▶ [What to produce]: Extract the entries below and reproduce their lines exactly, leaving the pictures out of your answer.

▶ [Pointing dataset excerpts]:
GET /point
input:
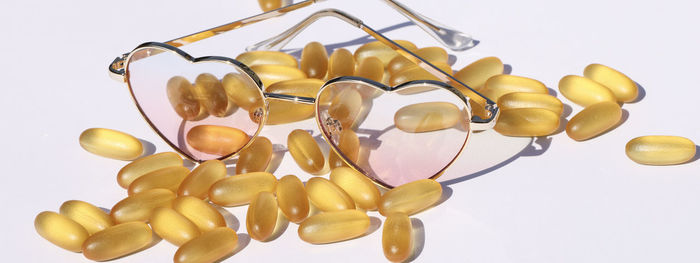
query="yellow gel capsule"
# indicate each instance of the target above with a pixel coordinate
(172, 226)
(327, 196)
(358, 186)
(594, 120)
(60, 230)
(329, 227)
(623, 87)
(397, 237)
(215, 139)
(208, 247)
(111, 144)
(660, 150)
(305, 151)
(271, 74)
(201, 213)
(261, 217)
(410, 198)
(264, 57)
(92, 218)
(584, 91)
(139, 207)
(527, 122)
(166, 178)
(117, 241)
(241, 189)
(198, 182)
(145, 165)
(427, 116)
(211, 94)
(292, 198)
(519, 100)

▶ [Response for this exercise]:
GET /point
input:
query="yellow gel capsule"
# indicate each instance of the target above with a pixel coordinate
(172, 226)
(327, 196)
(358, 186)
(594, 120)
(60, 230)
(329, 227)
(623, 87)
(397, 237)
(215, 139)
(208, 247)
(111, 144)
(660, 150)
(305, 151)
(271, 74)
(201, 213)
(261, 217)
(410, 198)
(264, 57)
(92, 218)
(584, 91)
(139, 207)
(527, 122)
(166, 178)
(117, 241)
(241, 189)
(198, 182)
(145, 165)
(427, 116)
(211, 94)
(292, 198)
(519, 100)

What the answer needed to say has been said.